-- EXTRACT PROVIDED --

When someone is in the throes of addiction, there could be denial involved. It’s the nature of addiction. If someone denies they have a problem, they may or may not know deep down that they do. It’s the first step to accept that there is a problem. Once the person has overcome denial and accepted that they have an issue with addiction, there could still be a period where they don’t want to get help. There is nothing anyone else can do if the person refuses help. They will have to come to it on their own. When they have accepted that they can’t do it on their own, then friends and family can help them find treatment and seek help.

Inpatient Treatment

The most common form of addiction treatment is inpatient. Inpatient treatment is when the person goes to a facility for about a month to begin recovery. During this time, they will detox, begin professional counseling, start group meetings, and begin whatever comprehensive treatment they need. This is a great way to avoid temptation and overcome the initial hurdles of addiction recovery. Depending on the drug, you might go through withdrawal that requires professional supervision and medical attention.

Detox

Detox is the process of withdrawal from a substance the body has become accustomed to. When a person goes through withdrawal from a powerful substance, there can be all kinds of physical and mental effects of detoxification. Alcohol withdrawal can be quite dangerous. So can detox from heroin and opioid. If you can’t stop on your own because the side effects are bad when you stop using, it’s necessary to go under professional detox with supervision from medical personnel. If you will go through detox, you don’t have to do it alone. It can be rough. Get the help you need.

-- TASK REQUIREMENTS --
Carry on the addiction treatment text from the point where it stops. The lines that come next have nothing to do with this.

-- INFORMATION PROVIDED --
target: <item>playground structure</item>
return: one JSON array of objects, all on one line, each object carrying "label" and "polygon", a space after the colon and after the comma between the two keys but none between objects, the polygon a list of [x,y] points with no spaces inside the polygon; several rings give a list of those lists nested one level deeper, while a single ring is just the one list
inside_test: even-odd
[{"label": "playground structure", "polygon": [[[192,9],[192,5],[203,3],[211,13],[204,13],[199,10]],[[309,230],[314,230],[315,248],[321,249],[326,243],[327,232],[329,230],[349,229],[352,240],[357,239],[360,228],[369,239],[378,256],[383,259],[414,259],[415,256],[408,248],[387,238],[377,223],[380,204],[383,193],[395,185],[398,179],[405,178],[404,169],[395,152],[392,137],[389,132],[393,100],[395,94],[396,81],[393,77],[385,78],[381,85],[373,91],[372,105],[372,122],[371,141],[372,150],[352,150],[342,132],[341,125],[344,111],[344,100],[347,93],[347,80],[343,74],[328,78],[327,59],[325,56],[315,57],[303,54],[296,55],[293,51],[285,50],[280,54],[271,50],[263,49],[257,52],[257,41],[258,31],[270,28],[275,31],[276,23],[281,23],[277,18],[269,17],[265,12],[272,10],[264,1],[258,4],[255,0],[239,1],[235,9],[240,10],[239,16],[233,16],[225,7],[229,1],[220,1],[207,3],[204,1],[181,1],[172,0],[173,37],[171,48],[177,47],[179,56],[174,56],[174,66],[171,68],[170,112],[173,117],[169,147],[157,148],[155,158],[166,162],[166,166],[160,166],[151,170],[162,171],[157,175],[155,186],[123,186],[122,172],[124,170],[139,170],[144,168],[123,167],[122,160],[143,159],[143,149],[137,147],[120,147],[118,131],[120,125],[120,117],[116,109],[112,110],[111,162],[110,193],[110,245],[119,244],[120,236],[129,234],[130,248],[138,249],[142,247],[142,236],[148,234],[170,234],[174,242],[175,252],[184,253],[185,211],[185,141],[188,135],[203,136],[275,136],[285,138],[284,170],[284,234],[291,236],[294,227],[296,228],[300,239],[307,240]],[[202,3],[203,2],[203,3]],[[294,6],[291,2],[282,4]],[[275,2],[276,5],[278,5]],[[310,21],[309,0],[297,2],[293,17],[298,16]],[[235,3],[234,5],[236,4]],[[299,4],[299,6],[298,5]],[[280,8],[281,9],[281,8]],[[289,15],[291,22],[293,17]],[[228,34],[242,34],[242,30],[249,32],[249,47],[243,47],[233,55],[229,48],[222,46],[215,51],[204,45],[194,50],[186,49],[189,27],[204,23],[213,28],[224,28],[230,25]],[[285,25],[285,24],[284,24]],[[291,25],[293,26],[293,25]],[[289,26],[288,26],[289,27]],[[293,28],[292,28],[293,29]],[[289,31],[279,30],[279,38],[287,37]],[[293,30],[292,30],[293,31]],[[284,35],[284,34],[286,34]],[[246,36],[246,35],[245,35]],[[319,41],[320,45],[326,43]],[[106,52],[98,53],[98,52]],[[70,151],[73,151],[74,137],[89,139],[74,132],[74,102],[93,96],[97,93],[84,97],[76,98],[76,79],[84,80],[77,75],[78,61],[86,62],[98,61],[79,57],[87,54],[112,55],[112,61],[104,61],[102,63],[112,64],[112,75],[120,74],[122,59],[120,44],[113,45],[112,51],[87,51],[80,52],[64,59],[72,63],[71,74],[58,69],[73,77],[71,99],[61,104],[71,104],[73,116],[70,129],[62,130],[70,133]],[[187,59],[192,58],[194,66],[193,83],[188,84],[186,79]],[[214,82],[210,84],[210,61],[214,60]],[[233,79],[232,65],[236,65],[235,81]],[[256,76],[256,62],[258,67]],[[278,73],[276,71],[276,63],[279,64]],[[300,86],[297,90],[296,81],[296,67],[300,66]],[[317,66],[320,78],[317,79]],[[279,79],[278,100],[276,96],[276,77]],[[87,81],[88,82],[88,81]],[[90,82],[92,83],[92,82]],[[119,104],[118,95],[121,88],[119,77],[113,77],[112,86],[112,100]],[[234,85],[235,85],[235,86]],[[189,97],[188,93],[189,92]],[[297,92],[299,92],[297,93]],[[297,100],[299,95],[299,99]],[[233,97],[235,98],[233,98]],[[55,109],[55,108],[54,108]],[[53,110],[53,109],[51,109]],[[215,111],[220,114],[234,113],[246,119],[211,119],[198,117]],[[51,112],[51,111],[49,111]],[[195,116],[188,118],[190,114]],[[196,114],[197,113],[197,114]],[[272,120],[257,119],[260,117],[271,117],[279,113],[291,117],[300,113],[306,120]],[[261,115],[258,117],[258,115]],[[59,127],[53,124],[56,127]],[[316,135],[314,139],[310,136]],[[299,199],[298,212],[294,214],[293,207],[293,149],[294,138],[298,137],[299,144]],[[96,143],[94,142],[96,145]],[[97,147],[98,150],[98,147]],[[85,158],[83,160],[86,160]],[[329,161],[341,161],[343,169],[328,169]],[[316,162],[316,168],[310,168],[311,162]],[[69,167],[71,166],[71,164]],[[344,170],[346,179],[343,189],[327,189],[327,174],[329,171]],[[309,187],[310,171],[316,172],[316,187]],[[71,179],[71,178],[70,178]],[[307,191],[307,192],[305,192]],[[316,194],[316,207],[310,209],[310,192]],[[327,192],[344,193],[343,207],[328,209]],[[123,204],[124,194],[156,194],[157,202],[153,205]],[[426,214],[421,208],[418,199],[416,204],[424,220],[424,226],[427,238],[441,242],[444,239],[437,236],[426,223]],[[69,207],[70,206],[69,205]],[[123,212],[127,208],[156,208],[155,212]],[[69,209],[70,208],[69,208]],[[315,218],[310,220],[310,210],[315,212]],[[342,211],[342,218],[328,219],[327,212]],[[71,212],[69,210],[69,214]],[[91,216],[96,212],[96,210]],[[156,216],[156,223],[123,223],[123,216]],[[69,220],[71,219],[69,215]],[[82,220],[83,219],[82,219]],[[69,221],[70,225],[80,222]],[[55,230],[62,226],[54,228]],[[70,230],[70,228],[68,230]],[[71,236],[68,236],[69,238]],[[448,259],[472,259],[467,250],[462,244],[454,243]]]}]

-- TASK ANSWER --
Outpatient Treatment

Outpatient treatment is a lot like inpatient treatment except you don’t stay there overnight. You will go to the facility for routine check-ups and meetings, but you will go home to sleep. This allows people to go to work and live their lives during their recovery process. Outpatient treatment is the best way to get treatment if the person can avoid temptations and keep their life moving forward. If it’s best for the person to keep their life going by staying busy, this can be an effective way to go through treatment. It all depends on what the person needs and what they are going through. Whether it’s outpatient or inpatient treatment, it should include dual diagnosis.

Dual Diagnosis

Dual diagnosis is a comprehensive approach to mental health care. The dual refers to the diagnosis of an underlying mental health issue. So often the person who is drinking, doing drugs, has become addicted to sex or food, or generally trying to escape has a mental illness under the surface. People self-medicate their depression, anxiety, post-traumatic stress disorder (PTSD), bipolar disorder, and other mental health issues. 

Even if you don’t think you are struggling with mental health, addiction itself is a mental health issue. When a facility takes this approach, it shows that they are focused on helping their patients pursue a comprehensive treatment. It’s important for everyone with an addiction to get a full analysis of what is really going on with them. Dual diagnosis is necessary in modern addiction treatment.

Residential Treatment

When a person needs long-term addiction recovery away from the temptations of life, there are residential treatment options. Residential treatment is when a person goes to live in a home for treatment that is longer than a month. It can last if the person needs it to. With residential treatment, you have the support of other people who live in the house. You will live in a sober environment while providing the opportunity to do group meetings every night to strengthen abstinence from the addiction.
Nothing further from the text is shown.